-- TASK --
Restate each of the lines given below, word for word.

─── EXERCISE MATERIALS ───

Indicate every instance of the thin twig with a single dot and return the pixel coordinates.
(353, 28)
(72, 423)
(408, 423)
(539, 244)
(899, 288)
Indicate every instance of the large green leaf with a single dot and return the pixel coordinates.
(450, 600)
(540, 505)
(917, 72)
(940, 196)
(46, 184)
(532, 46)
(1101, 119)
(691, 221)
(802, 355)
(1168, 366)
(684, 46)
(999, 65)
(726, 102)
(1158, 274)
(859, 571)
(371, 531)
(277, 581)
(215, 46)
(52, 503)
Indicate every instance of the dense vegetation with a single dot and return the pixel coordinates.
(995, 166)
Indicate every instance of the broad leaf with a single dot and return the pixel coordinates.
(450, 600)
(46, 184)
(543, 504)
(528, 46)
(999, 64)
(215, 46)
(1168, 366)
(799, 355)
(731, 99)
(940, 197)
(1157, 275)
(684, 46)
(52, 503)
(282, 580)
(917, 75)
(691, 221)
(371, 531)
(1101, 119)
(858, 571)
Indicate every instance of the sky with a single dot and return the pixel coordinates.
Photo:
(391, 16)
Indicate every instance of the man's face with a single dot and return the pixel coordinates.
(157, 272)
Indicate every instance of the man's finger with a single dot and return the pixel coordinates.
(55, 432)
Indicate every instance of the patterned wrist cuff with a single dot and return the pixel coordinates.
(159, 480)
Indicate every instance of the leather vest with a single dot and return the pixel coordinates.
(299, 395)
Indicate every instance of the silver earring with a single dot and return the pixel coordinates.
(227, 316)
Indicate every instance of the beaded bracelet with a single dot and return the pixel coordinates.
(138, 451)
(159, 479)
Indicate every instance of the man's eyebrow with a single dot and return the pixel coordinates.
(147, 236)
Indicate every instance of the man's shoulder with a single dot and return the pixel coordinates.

───

-- PROBLEM SOLUTION --
Indicate every instance of the thin twig with a single dot and return the pixel coordinates.
(353, 28)
(72, 423)
(408, 423)
(539, 244)
(899, 288)
Indicate every instance of the large green leaf with a single dot and return the pixel coordinates.
(450, 600)
(540, 505)
(917, 72)
(940, 196)
(46, 184)
(532, 46)
(1101, 119)
(691, 221)
(802, 355)
(1168, 366)
(684, 46)
(999, 65)
(726, 102)
(1158, 274)
(859, 571)
(371, 531)
(277, 581)
(215, 46)
(52, 503)
Indicate every instance of the dense vegetation with a single dot and return the pixel coordinates.
(995, 166)
Indicate every instance of the broad leaf with a single dot and return the pixel coordinates.
(450, 600)
(46, 184)
(543, 504)
(528, 46)
(999, 64)
(215, 46)
(1168, 366)
(799, 355)
(731, 99)
(940, 197)
(1157, 275)
(684, 46)
(52, 503)
(282, 580)
(917, 75)
(691, 221)
(371, 531)
(1101, 119)
(858, 571)
Indicate every instance of the sky with a single dot and return the pixel coordinates.
Photo:
(391, 16)
Indicate every instance of the man's face with a single dot and return the pixel coordinates.
(157, 272)
Indicate every instance of the man's finger with a single dot and return the pixel coordinates.
(55, 432)
Indicate every instance of the patterned wrist cuff with a single dot and return the pixel coordinates.
(159, 480)
Indicate every instance of the leather vest with a single dot and return the pixel coordinates.
(299, 395)
Indicate every instance of the silver earring with a single dot and return the pixel coordinates.
(227, 316)
Indicate every instance of the beaded bracelet with a single dot and return the pixel coordinates.
(138, 451)
(159, 479)
Indicate every instance of the man's eyebrow with a single dot and return the pixel coordinates.
(147, 236)
Indicate every instance of the man's shoulder with a single dot and return the pixel coordinates.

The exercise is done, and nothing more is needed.